§ **What the task asks**
Express the rows below as a numbered list, leaving out any blank lines.

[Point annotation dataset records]
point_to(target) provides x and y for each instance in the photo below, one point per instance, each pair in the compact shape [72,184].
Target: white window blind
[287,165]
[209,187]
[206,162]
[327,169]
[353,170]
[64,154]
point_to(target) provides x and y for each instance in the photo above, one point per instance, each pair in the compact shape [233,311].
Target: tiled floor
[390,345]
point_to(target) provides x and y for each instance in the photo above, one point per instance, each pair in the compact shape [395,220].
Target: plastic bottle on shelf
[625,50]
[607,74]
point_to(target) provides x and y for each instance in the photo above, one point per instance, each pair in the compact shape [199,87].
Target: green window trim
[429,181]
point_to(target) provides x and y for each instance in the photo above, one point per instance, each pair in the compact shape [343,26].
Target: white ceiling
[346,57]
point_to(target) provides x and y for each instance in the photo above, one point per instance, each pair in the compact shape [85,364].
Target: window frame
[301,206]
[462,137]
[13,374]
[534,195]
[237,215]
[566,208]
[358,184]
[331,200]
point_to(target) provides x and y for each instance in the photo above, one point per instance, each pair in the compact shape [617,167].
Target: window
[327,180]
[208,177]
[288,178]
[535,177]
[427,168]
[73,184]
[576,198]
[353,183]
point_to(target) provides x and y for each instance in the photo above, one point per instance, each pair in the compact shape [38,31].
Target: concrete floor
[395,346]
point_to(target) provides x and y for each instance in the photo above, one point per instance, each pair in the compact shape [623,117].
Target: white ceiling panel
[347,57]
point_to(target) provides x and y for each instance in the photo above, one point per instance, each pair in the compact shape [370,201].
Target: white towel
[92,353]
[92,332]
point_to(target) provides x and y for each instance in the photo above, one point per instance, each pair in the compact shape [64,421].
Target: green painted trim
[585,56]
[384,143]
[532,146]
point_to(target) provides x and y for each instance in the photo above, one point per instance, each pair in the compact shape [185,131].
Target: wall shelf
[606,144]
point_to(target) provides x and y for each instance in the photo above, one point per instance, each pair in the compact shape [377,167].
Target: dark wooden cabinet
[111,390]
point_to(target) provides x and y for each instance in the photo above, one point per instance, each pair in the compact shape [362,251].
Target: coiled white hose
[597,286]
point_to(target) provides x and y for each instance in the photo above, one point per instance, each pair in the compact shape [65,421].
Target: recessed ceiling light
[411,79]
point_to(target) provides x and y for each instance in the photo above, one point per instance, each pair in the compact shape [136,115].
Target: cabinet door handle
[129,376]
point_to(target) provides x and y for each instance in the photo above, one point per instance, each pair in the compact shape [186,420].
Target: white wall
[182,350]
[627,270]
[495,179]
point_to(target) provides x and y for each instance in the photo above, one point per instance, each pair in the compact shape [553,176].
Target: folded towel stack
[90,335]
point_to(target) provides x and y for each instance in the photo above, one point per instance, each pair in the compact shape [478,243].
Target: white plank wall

§ **Exercise solution**
1. point_to(target) provides x and y for each instance in the photo below, one point per instance, each pair in the compact shape [72,184].
2. Target: white window blind
3. [287,165]
4. [209,187]
5. [206,162]
6. [327,169]
7. [353,170]
8. [64,154]
9. point_to(target) provides x and y for each instance in the photo above, one point per instance, each pair in the compact shape [233,311].
10. Target: tiled floor
11. [390,345]
12. point_to(target) provides x and y for each instance in the photo above, one point per instance, each pair in the compact shape [395,220].
13. Target: plastic bottle on shelf
14. [625,50]
15. [607,74]
16. point_to(target) provides x and y for each instance in the photo above, one point per instance, each pair in the compact shape [199,87].
17. Target: green window trim
18. [429,181]
19. point_to(target) provides x and y for each instance in the photo above, one point per instance, each pair in the compact shape [343,26].
20. Target: white ceiling
21. [346,57]
22. point_to(target) provides x and y for each instance in the photo above, one point per instance, each pair in the compact shape [85,364].
23. Target: window frame
24. [301,206]
25. [462,137]
26. [13,374]
27. [534,195]
28. [237,215]
29. [566,208]
30. [358,184]
31. [331,200]
32. point_to(target) provides x and y for each instance in the photo above, one point per instance, each pair in the compact shape [617,167].
33. Target: window
34. [327,180]
35. [208,177]
36. [288,178]
37. [535,177]
38. [427,168]
39. [73,184]
40. [576,198]
41. [353,183]
42. point_to(target) provides x and y for each instance in the photo above, one point per instance, each pair in the compact shape [38,31].
43. Target: concrete floor
44. [395,346]
45. point_to(target) provides x and y for each instance in the photo above, one point per instance, each pair in the compact shape [623,117].
46. Target: white ceiling panel
47. [347,57]
48. point_to(target) provides x and y for each instance in the photo above, one point per instance, each pair in the compact shape [370,201].
49. Target: white towel
50. [92,353]
51. [92,332]
52. point_to(target) provides x and y for each instance in the photo above, one point per instance, each pair in the compact shape [64,421].
53. Target: green painted trim
54. [585,56]
55. [384,143]
56. [532,146]
57. point_to(target) provides x and y for each instance in the photo above, one point per instance, each pair in the compact shape [185,131].
58. Target: wall shelf
59. [606,144]
60. point_to(target) provides x and y for each instance in the photo above, one point per instance, each pair in the compact shape [377,167].
61. Target: dark wooden cabinet
62. [111,390]
63. point_to(target) provides x and y for each instance in the photo above, one point per instance, each pair in the compact shape [362,251].
64. Target: coiled white hose
65. [597,286]
66. point_to(target) provides x and y for each instance in the photo above, one point per instance, each pair in the compact shape [65,421].
67. Target: recessed ceiling light
68. [411,79]
69. point_to(target) provides x and y for each instance in the photo above, one point per instance, each pair in the compact shape [136,115].
70. Target: cabinet door handle
71. [129,376]
72. point_to(target) provides x and y for each instance in the photo above, one point per instance, each pair in the compact shape [186,420].
73. Target: white wall
74. [182,350]
75. [627,270]
76. [495,179]
77. point_to(target) provides x and y for each instance in the photo above, one point per instance, each pair in the compact shape [553,176].
78. Target: folded towel stack
79. [90,335]
80. point_to(target) provides x and y for each instance in the photo above, one point per instance, each pair in the compact shape [478,243].
81. Target: white plank wall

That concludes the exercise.